Required work:
Can you print, unchanged, every line of the material from the line with "Target: white sky" through the end of the material, including both of those ends?

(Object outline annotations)
::::::::::

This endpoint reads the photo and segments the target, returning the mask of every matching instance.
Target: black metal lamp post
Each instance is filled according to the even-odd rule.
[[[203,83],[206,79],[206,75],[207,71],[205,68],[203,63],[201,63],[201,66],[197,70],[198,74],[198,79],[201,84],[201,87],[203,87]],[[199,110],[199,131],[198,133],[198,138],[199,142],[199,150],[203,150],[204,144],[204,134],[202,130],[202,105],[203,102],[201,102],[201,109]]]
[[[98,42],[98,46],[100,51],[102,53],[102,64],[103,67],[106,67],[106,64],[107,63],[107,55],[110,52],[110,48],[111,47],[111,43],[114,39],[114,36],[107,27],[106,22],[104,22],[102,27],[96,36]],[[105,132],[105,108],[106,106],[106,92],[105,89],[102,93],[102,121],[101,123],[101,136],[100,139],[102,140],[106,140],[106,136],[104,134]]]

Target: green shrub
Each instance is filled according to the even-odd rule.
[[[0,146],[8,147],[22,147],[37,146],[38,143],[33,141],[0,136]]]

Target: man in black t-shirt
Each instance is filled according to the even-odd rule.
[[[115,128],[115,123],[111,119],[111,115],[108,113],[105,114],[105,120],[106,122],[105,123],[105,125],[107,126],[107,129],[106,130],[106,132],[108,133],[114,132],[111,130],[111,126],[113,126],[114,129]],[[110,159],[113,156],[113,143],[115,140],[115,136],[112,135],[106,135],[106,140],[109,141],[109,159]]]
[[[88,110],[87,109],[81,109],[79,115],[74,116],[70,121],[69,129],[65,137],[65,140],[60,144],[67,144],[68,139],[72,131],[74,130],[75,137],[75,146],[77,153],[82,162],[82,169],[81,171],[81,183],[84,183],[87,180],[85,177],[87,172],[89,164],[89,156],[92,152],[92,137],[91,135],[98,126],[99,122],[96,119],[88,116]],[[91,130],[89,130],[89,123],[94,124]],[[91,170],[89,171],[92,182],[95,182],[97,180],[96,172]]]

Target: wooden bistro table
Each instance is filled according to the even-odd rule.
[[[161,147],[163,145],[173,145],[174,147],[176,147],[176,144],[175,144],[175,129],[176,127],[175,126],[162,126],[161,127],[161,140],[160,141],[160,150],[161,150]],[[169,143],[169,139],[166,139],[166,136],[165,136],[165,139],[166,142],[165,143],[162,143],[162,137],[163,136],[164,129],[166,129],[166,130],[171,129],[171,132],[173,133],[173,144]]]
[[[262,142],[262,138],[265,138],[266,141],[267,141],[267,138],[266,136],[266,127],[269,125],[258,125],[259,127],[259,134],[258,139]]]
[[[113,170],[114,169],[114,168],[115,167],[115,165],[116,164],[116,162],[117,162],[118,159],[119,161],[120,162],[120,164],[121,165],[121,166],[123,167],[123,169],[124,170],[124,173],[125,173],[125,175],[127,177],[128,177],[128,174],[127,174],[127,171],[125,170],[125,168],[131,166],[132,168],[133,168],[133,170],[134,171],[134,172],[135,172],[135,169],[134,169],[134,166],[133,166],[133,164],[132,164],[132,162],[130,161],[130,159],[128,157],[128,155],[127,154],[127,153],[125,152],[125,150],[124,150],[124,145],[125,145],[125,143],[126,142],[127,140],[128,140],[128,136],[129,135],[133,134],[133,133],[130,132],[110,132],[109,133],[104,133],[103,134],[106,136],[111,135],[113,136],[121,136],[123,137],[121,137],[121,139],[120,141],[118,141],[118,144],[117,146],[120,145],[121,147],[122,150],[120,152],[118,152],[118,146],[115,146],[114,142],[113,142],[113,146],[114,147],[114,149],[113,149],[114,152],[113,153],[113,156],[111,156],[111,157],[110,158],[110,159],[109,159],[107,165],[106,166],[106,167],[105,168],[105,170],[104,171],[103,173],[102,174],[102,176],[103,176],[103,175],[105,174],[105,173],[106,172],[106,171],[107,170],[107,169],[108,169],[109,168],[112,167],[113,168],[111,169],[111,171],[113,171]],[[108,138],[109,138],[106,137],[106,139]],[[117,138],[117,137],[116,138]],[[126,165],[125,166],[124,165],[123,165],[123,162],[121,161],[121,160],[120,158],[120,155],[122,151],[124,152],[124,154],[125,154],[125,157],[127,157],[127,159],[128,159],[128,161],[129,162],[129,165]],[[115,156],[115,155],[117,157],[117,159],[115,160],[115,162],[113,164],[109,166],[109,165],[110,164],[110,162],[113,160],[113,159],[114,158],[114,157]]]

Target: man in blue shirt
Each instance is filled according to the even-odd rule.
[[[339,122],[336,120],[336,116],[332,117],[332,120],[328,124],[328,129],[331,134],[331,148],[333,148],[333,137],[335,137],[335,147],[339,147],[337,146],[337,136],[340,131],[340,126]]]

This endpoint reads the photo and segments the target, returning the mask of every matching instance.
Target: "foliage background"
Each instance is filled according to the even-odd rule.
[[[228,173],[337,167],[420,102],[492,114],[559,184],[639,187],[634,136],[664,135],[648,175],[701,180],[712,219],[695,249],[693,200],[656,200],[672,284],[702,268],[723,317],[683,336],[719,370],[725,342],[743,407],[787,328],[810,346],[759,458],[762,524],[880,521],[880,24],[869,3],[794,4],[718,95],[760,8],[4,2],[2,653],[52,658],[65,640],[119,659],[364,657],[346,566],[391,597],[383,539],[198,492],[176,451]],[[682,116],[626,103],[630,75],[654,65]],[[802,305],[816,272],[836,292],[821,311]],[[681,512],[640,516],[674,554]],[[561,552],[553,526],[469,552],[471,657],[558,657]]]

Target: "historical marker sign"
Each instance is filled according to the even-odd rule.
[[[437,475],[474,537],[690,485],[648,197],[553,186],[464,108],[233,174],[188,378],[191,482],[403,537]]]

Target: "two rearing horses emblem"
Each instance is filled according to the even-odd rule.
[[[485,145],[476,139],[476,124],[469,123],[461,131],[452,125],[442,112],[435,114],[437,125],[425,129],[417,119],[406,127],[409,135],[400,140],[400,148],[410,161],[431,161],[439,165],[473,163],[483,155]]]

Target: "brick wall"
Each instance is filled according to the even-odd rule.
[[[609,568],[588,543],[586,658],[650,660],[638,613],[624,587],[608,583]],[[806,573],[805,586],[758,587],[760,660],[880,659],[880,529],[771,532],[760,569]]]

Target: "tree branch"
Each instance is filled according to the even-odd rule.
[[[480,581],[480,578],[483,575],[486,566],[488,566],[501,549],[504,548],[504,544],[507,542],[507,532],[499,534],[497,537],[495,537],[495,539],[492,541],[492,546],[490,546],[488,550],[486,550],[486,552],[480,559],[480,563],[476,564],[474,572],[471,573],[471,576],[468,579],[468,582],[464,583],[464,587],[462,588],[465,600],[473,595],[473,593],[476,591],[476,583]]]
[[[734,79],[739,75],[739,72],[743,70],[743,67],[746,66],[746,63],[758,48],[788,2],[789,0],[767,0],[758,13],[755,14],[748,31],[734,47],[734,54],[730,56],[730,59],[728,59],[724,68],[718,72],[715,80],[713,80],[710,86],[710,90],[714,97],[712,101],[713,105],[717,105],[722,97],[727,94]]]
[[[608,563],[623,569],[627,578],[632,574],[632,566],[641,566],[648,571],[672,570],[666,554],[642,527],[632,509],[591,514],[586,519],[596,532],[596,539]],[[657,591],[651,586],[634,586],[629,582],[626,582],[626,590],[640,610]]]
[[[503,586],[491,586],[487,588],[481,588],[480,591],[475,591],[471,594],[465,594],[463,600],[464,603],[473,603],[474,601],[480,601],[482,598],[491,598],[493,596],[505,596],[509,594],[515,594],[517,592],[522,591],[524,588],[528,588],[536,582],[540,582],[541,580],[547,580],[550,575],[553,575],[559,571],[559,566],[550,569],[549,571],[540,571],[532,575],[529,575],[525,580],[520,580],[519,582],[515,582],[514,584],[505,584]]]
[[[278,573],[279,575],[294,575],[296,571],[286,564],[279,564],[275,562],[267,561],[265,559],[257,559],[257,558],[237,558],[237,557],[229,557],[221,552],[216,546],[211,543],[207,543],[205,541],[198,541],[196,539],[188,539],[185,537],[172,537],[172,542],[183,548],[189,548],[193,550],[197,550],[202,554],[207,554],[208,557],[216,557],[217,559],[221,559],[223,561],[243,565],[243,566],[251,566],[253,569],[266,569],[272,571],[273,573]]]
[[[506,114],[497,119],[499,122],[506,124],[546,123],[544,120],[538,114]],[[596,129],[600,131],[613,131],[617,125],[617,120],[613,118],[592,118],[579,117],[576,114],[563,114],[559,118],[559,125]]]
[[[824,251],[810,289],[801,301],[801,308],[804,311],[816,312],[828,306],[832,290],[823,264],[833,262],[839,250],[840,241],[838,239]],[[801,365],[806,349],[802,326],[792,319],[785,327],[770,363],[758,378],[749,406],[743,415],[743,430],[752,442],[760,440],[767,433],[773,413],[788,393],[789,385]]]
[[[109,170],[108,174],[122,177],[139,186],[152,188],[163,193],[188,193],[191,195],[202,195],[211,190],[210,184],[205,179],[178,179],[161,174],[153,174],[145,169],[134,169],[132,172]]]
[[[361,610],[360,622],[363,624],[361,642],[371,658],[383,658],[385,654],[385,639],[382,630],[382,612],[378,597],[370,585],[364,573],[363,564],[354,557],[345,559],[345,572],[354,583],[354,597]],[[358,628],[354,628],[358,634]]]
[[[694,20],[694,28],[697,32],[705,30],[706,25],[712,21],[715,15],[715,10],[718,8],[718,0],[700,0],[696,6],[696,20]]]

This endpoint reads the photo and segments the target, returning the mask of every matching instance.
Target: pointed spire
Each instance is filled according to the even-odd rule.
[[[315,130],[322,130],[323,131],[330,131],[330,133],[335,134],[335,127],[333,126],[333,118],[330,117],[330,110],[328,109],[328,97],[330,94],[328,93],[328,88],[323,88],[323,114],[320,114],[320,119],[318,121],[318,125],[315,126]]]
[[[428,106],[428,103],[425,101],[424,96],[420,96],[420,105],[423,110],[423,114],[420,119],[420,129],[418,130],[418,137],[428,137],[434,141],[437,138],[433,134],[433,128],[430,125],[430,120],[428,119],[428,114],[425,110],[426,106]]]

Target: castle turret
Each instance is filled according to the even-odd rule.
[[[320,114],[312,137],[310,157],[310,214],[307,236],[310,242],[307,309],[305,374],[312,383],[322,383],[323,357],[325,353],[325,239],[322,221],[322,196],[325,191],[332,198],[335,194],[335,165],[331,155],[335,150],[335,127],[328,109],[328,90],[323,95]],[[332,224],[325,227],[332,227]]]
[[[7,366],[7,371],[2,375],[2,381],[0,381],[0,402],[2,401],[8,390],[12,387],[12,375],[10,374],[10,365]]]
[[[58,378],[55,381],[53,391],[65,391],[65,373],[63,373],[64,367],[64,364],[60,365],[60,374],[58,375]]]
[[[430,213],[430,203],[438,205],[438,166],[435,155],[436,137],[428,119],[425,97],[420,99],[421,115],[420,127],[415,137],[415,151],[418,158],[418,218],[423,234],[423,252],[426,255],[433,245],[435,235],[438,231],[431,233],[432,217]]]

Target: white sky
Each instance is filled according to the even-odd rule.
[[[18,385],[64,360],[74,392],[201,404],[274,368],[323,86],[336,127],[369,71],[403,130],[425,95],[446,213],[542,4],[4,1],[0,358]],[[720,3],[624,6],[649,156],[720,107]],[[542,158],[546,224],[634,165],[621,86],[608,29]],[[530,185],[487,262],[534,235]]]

::::::::::

Finished task:
Target: white sky
Each instance is filled according to the even-odd rule.
[[[18,385],[64,360],[74,392],[201,404],[274,368],[323,86],[336,127],[369,71],[403,130],[425,95],[446,213],[542,4],[4,1],[0,358]],[[720,3],[624,6],[649,156],[720,107]],[[542,158],[546,224],[634,165],[621,86],[608,29]],[[530,185],[487,262],[534,235]]]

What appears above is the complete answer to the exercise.